### Passage provided
>> Begin

IS IT REALLY? Or was John 2:5 a woman “butting in” to a situation without being asked?


“Mary's statement is similar to the statement of the man who had a demon-possessed son who said to Jesus, 'I know you can heal him; all you have to do is just tell me that it is your will.'”

WHERE IS THIS? We plugged in several likely matching words in Blue Letter Bible to find this quote for this situation, yet couldn't find it. The author goes on quote Luke 7:7-8, which is from

a centurion whose servant is near death (verse 2)!


“The miracle of turning the water into wine certainly is the first miracle of Jesus recorded in the Bible. But the strong inference is that it was not the first miracle of His life!”

PERHAPS SO. It would explain what the author goes on to describe as “Mary's certainty of success,” but the Bible cites no specific cases.


PG 74-75: “The Bible... clearly condemns excesses in anything, which would include drinking too much water!”

NO ATTRIBUTION – But we think the author is referring to Philippians 4:5 in the KJV. Overhydration actually can be fatal. It happened several years ago with a soldier training at Fort Benning, Georgia, in the area where I once lived. And as this article was prepared, it emerged as a theory for the death of martial arts legend Bruce Lee.


PG. 76: “His encounter with Satan... It was to be the supreme battle, and the enemy had all the weapons.”

FALSE. In this spiritual battle, Jesus showed up with “the sword of the Spirit, which is the Word of God” (Ephesians 6:17) – and He used it three times!


PGS. 76-77: “Anyone who wants to take the Bible literally... would see the results of Satan's rebellion and battle against God in... the desolate, lifeless waste of Mars...”

NOT NECESSARILY. Scientists studying Mars since this book was written have found evidence of liquid water. Whether that water harbored life in tiny forms remains a mystery.

But this reference raises a big question: Are other planets (and even galaxies) part of the “Kingdom of God” now? We asked one COG Pastor who called it a “trick question” - but he answered it by saying since those realms beyond Earth are part of “creation,” they are not part of God's Kingdom. So if humans colonize Mars, they would not be “stealing” godly territory.


PG. 84: “Not only did Jesus believe He was the Son of God through His mother's teaching...”

>> End

### What to do
According to the passage, why would humans who colonize Mars not be "stealing" godly territory? Answer in one to three sentences.

### Provided material
>> Begin

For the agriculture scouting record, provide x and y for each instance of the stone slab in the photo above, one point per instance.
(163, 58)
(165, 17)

>> End

### Result of the exercise
A COG pastor answered that realms beyond Earth are part of "creation" and therefore not part of God's Kingdom. Because Mars is not God's Kingdom, colonizing it would not take godly territory.